◆ Problems and tasks
**a)** In the mailing-list post about bustards, how much did bustards cost at Catherine de Medici's feast of 1549?
**b)** From the mailing-list post about bustards, reproduce the passage starting at "Susanne Mayer susanne.mayer5" and ending at "a patriotic ;-)".
**c)** List every country in which, according to the mailing-list post about bustards, the great bustard is extinct.

◆ Extract provided
════════════════════
[Sca-cooks] bustard

Susanne Mayer susanne.mayer5 at chello.at
Sun Mar 6 12:08:14 PST 2011

Beg to differ, but there is a colony in Austria (albeit on the 
Neusiedlersee, a big steppe lake on both sides of the Austrian and Hungarian 
border, but definitely on our side of the lake. I have seen them for my 
self, they live in the  National park Neusiedlersee


And they are almost extinct even here in a protected habitat they are very 


Greetings from a patriotic ;-)


> Message: 8
> Date: Wed, 2 Mar 2011 19:34:39 -0600
> From: "Terry Decker" <t.d.decker at att.net>
> To: "Cooks within the SCA" <sca-cooks at lists.ansteorra.org>
> Subject: Re: [Sca-cooks] Game for Your Feast
> Message-ID: <0F4BAFD8BEB94EF1A3BE2C9F1686CB54 at TerryPC>
> Content-Type: text/plain; format=flowed; charset="iso-8859-1";
> reply-type=original
> You're looking at the present range, not what their range was pre-1600. 
> The
> great bustard's European range extended from England across Southern 
> Europe
> and into Central and Northern Europe.  They are extinct in England, 
> Sweden,
> Switzerland and Poland.  There is still a breeding population in Russia 
> and
> Hungary.  It was more common than you assume.
> Almost all other large birds were taken by hunting, while turkeys, like
> geese, chickens and guinea fowl could be farm raised.  Besides tasting
> better than other large birds, turkeys cost less.  For Catherine de 
> Medici's
> feast of 1549, turkey hens cost 20 sols, turkey cocks cost 30 sols, 
> bustards
> cost 70 sols, and swans cost 100 sols.  The sol or sou is 1/20 of a livre.
════════════════════
◆ Supplied data
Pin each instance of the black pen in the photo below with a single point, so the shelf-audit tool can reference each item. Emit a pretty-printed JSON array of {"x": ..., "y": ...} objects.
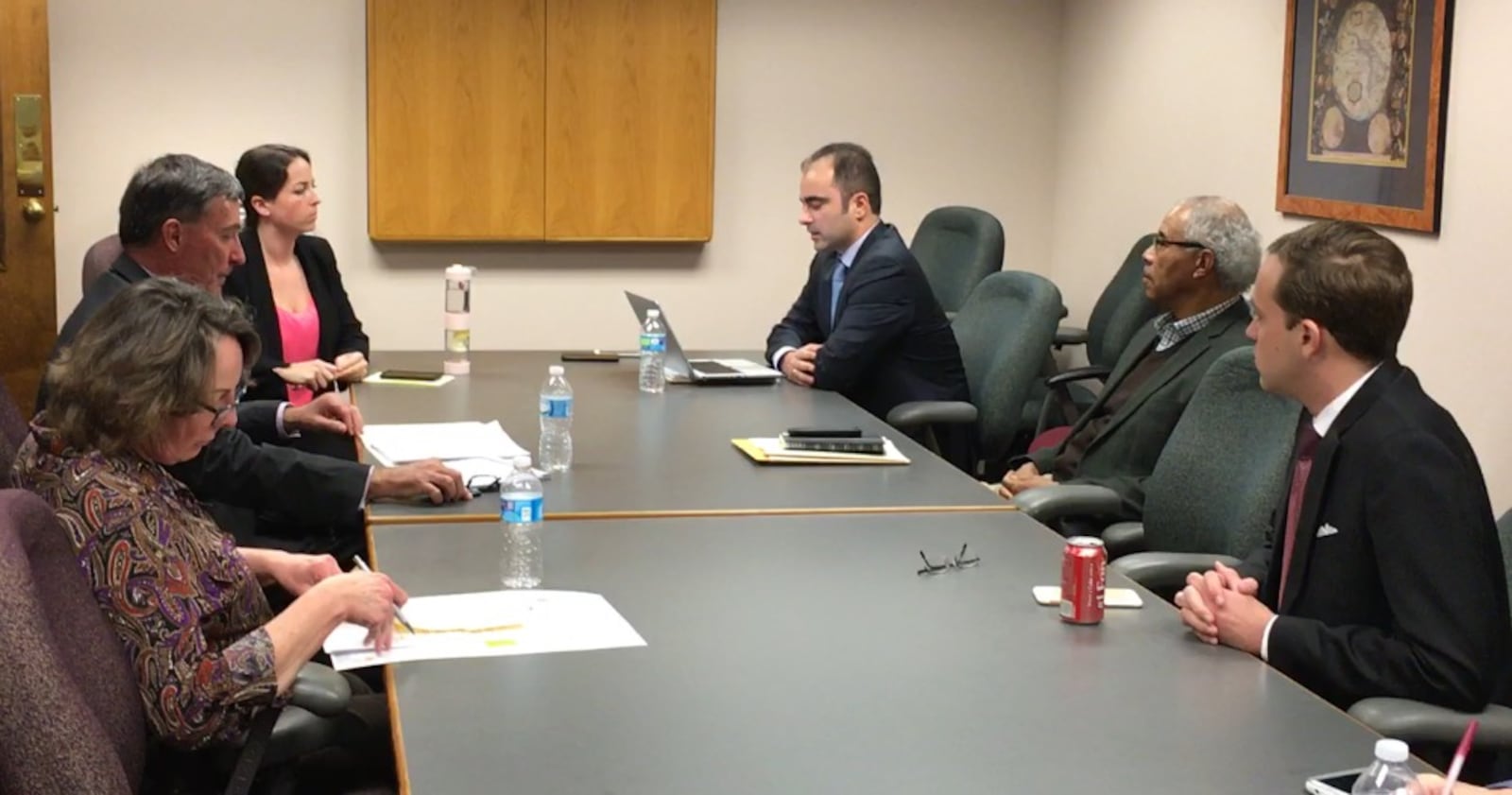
[{"x": 397, "y": 611}]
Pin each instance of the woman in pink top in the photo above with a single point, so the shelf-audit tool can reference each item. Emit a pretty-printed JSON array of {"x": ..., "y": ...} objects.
[{"x": 312, "y": 338}]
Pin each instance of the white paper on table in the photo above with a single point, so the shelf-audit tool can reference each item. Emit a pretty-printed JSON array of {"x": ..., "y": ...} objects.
[
  {"x": 490, "y": 623},
  {"x": 446, "y": 441},
  {"x": 377, "y": 378}
]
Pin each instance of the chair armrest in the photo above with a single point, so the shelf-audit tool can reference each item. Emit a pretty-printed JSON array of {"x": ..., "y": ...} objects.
[
  {"x": 321, "y": 691},
  {"x": 917, "y": 413},
  {"x": 1053, "y": 504},
  {"x": 1414, "y": 723},
  {"x": 1124, "y": 538},
  {"x": 299, "y": 732},
  {"x": 1166, "y": 572},
  {"x": 1078, "y": 373},
  {"x": 1071, "y": 336}
]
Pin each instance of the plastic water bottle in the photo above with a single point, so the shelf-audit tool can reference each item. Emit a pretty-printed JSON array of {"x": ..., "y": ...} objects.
[
  {"x": 521, "y": 504},
  {"x": 1388, "y": 774},
  {"x": 654, "y": 354},
  {"x": 556, "y": 449}
]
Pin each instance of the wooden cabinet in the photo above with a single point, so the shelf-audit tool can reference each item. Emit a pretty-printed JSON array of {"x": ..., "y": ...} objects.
[{"x": 541, "y": 120}]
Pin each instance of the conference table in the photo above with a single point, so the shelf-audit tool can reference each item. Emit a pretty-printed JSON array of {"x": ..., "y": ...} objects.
[
  {"x": 806, "y": 655},
  {"x": 662, "y": 454},
  {"x": 791, "y": 643}
]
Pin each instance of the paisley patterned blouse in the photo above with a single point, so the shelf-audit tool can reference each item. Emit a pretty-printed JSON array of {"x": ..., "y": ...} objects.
[{"x": 170, "y": 582}]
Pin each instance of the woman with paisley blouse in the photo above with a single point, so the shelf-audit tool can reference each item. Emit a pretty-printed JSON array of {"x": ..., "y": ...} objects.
[{"x": 148, "y": 381}]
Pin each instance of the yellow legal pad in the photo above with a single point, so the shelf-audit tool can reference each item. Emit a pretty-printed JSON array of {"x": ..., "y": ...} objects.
[{"x": 771, "y": 451}]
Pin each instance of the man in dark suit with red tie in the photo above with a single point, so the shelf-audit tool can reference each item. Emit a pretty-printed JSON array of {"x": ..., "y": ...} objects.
[
  {"x": 867, "y": 323},
  {"x": 1383, "y": 573}
]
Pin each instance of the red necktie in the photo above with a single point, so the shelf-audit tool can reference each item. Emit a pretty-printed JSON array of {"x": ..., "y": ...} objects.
[{"x": 1307, "y": 444}]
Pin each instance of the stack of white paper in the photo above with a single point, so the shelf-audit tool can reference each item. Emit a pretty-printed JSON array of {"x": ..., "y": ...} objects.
[
  {"x": 395, "y": 444},
  {"x": 491, "y": 623}
]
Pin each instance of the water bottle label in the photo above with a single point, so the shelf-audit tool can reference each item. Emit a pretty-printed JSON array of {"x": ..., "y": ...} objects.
[
  {"x": 557, "y": 406},
  {"x": 654, "y": 343},
  {"x": 521, "y": 511}
]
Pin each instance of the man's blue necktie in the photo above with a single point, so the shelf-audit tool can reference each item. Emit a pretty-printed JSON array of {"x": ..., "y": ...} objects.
[{"x": 836, "y": 282}]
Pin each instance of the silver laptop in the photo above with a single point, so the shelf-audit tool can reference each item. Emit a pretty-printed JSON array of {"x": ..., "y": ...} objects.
[{"x": 700, "y": 371}]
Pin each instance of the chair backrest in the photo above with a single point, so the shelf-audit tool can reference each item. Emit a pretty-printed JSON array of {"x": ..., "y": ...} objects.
[
  {"x": 12, "y": 431},
  {"x": 1003, "y": 331},
  {"x": 98, "y": 259},
  {"x": 957, "y": 247},
  {"x": 72, "y": 718},
  {"x": 1121, "y": 310},
  {"x": 1224, "y": 467}
]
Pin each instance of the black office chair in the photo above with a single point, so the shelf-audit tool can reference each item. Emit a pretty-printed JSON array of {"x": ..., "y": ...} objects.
[
  {"x": 1426, "y": 724},
  {"x": 1118, "y": 315},
  {"x": 1003, "y": 330},
  {"x": 957, "y": 247},
  {"x": 1213, "y": 490}
]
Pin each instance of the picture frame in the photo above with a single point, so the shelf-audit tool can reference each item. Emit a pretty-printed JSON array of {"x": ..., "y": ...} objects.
[{"x": 1363, "y": 106}]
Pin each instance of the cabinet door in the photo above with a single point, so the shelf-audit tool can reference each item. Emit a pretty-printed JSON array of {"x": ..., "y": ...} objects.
[
  {"x": 455, "y": 120},
  {"x": 629, "y": 120}
]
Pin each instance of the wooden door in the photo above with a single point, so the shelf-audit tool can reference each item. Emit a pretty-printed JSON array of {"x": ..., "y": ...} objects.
[
  {"x": 27, "y": 282},
  {"x": 629, "y": 120}
]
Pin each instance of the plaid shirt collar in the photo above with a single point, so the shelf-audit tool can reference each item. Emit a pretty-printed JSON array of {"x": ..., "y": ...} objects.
[{"x": 1174, "y": 333}]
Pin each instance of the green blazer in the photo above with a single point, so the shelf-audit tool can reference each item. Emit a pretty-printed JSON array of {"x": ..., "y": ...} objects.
[{"x": 1124, "y": 454}]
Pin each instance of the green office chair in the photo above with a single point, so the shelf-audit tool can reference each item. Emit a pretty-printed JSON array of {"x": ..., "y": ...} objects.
[
  {"x": 1214, "y": 486},
  {"x": 1118, "y": 315},
  {"x": 957, "y": 247},
  {"x": 1003, "y": 330}
]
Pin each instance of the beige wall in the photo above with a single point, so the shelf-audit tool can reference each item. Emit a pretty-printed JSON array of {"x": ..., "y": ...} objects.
[
  {"x": 956, "y": 111},
  {"x": 1164, "y": 98}
]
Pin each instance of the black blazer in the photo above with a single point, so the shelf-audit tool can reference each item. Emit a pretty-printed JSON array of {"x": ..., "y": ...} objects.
[
  {"x": 1125, "y": 451},
  {"x": 340, "y": 330},
  {"x": 1396, "y": 583},
  {"x": 234, "y": 469},
  {"x": 891, "y": 342}
]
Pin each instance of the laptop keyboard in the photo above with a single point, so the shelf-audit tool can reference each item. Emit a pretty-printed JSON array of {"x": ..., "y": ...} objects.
[{"x": 713, "y": 368}]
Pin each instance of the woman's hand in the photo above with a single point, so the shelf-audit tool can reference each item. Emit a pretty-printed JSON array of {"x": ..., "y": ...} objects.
[
  {"x": 368, "y": 598},
  {"x": 352, "y": 368},
  {"x": 314, "y": 373},
  {"x": 299, "y": 573}
]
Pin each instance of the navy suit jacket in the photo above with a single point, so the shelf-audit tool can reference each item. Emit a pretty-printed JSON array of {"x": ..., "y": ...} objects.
[
  {"x": 889, "y": 340},
  {"x": 1396, "y": 583}
]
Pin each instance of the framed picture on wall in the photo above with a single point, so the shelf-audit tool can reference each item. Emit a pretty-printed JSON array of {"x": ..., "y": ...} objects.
[{"x": 1363, "y": 98}]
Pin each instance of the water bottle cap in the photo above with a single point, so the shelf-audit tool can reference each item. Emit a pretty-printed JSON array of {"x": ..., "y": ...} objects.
[{"x": 1391, "y": 750}]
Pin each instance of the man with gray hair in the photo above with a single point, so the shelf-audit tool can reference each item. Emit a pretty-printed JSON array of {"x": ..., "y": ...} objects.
[
  {"x": 1206, "y": 254},
  {"x": 180, "y": 218}
]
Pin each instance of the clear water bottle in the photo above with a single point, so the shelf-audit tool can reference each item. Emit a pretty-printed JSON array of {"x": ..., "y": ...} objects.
[
  {"x": 1388, "y": 774},
  {"x": 654, "y": 354},
  {"x": 521, "y": 504},
  {"x": 556, "y": 451}
]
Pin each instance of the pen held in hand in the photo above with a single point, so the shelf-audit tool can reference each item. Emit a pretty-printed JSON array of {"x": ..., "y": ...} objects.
[
  {"x": 1459, "y": 756},
  {"x": 397, "y": 611}
]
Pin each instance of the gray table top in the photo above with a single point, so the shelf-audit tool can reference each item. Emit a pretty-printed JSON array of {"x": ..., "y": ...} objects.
[
  {"x": 805, "y": 655},
  {"x": 664, "y": 456}
]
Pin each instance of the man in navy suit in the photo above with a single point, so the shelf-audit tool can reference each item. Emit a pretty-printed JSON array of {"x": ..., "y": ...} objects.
[
  {"x": 1383, "y": 575},
  {"x": 867, "y": 323}
]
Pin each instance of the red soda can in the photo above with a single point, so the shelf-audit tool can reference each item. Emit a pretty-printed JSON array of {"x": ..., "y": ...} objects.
[{"x": 1083, "y": 578}]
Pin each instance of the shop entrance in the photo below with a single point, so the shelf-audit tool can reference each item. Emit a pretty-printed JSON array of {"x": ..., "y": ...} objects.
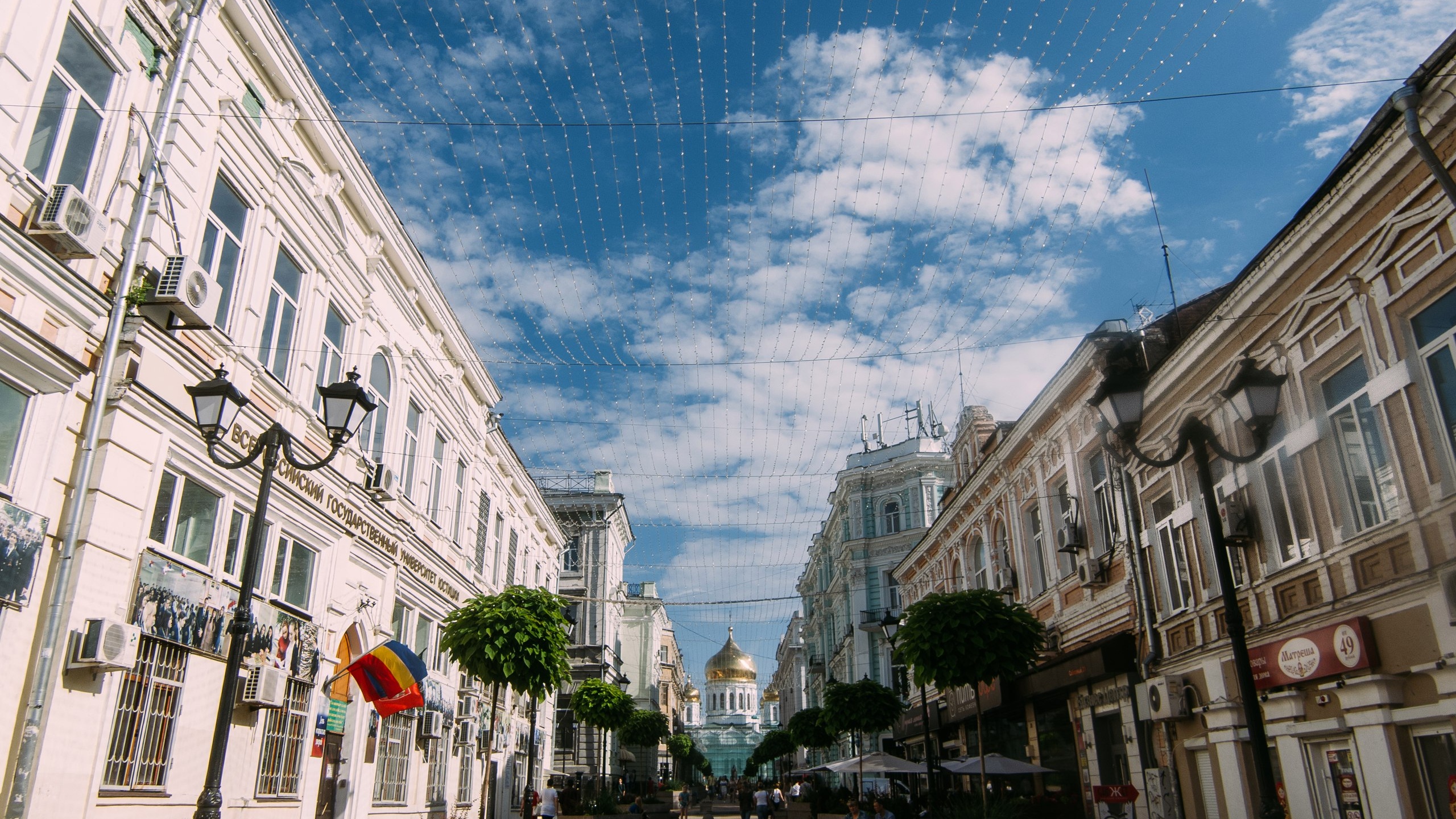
════════════════════
◆ Answers to the problems
**a)** 70 sols

**b)**
Susanne Mayer susanne.mayer5 at chello.at
Sun Mar 6 12:08:14 PST 2011

Beg to differ, but there is a colony in Austria (albeit on the 
Neusiedlersee, a big steppe lake on both sides of the Austrian and Hungarian 
border, but definitely on our side of the lake. I have seen them for my 
self, they live in the  National park Neusiedlersee


And they are almost extinct even here in a protected habitat they are very 


Greetings from a patriotic ;-)

**c)** England, Sweden, Switzerland, Poland